**Problem to work on**
Write out all of the entries, matching the original exactly.

***

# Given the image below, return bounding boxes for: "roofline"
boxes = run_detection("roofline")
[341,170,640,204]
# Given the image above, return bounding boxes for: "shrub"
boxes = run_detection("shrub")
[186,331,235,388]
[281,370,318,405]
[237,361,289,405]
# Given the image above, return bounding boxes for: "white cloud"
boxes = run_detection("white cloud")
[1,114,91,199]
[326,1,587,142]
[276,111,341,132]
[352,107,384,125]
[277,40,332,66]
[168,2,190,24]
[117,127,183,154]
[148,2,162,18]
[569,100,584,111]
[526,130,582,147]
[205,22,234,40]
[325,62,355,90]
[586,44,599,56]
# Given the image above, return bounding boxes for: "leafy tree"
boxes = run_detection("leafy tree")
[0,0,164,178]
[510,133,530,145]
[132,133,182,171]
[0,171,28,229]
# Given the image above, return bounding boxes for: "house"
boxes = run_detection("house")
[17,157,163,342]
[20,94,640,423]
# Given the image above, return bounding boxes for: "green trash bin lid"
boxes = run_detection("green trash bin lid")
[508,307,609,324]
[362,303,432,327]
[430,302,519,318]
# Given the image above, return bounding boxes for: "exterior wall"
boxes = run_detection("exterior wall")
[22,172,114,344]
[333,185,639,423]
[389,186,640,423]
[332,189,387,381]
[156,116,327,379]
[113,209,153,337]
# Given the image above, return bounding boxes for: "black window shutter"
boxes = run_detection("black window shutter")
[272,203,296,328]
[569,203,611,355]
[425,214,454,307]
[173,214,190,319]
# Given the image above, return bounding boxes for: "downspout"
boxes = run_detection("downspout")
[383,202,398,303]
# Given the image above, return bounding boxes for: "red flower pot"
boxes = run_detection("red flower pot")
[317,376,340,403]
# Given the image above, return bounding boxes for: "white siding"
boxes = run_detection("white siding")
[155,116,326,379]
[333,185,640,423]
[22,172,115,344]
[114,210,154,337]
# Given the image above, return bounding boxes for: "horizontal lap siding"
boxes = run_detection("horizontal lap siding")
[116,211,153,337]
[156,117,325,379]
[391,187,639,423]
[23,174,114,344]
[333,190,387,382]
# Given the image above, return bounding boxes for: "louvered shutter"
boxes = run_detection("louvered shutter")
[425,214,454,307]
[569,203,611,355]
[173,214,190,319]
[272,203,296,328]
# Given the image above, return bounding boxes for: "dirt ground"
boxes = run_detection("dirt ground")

***

**Task solution**
# Given the image below, return bounding boxes for: "roofline"
boxes = run_detection("roofline")
[341,170,640,204]
# Given the image above, return bounding boxes for: "shrub"
boxes = run_detection("shrub")
[186,331,235,388]
[281,370,318,405]
[237,361,289,405]
# Given the image above, return bounding boxes for: "white cloud"
boxes = run_detection("white cloud")
[1,114,91,199]
[326,1,587,142]
[276,111,341,132]
[352,107,384,125]
[277,40,332,66]
[168,2,190,24]
[117,127,183,154]
[148,2,162,18]
[569,100,584,111]
[526,130,582,147]
[205,22,234,40]
[325,62,355,90]
[586,44,599,56]
# Given the image above, return bounding boxes for: "leafy tree"
boxes = run_detection("leafy tree")
[0,0,164,178]
[510,133,530,145]
[132,133,182,171]
[0,171,28,229]
# Given the image above, return bounding boxes for: "house"
boxes = run_detection("house")
[17,157,163,342]
[20,94,640,423]
# Given the image above, return bounding boxes for: "green trash bin lid"
boxes = run_detection("green trash bin lid")
[508,307,609,324]
[362,303,432,327]
[430,302,519,318]
# Given the image above, return bounding boxes for: "exterior wall"
boxes = run_detection("exterior wall")
[22,172,114,344]
[333,185,639,423]
[389,186,640,423]
[332,189,387,381]
[156,116,327,379]
[113,209,153,337]
# Given the image above, return bounding boxes for: "black window shutter"
boxes = run_detection("black window shutter")
[272,203,296,328]
[569,203,611,355]
[425,214,454,307]
[173,214,190,319]
# Given the image above, return bounding boxes for: "downspout"
boxes = run_detection("downspout")
[383,202,398,303]
# Given the image above, return bounding boxes for: "red flower pot"
boxes = run_detection("red flower pot")
[317,376,340,403]
# Given the image above, return bounding boxes for: "white siding"
boxes = run_detection("white siding")
[155,116,326,379]
[333,185,640,423]
[22,172,115,344]
[114,210,154,337]
# Given the image above, return bounding boxes for: "horizontal lap siding"
boxes = run_detection("horizontal lap siding")
[116,211,153,337]
[156,117,325,379]
[391,187,639,423]
[23,174,114,344]
[333,190,387,382]
# Given the image above, return bounding boxes for: "louvered shutter"
boxes = run_detection("louvered shutter")
[425,214,454,307]
[569,203,611,355]
[173,214,190,319]
[272,203,296,328]
# Given the image above, return bounding boxes for: "dirt ground"
boxes = run_detection("dirt ground")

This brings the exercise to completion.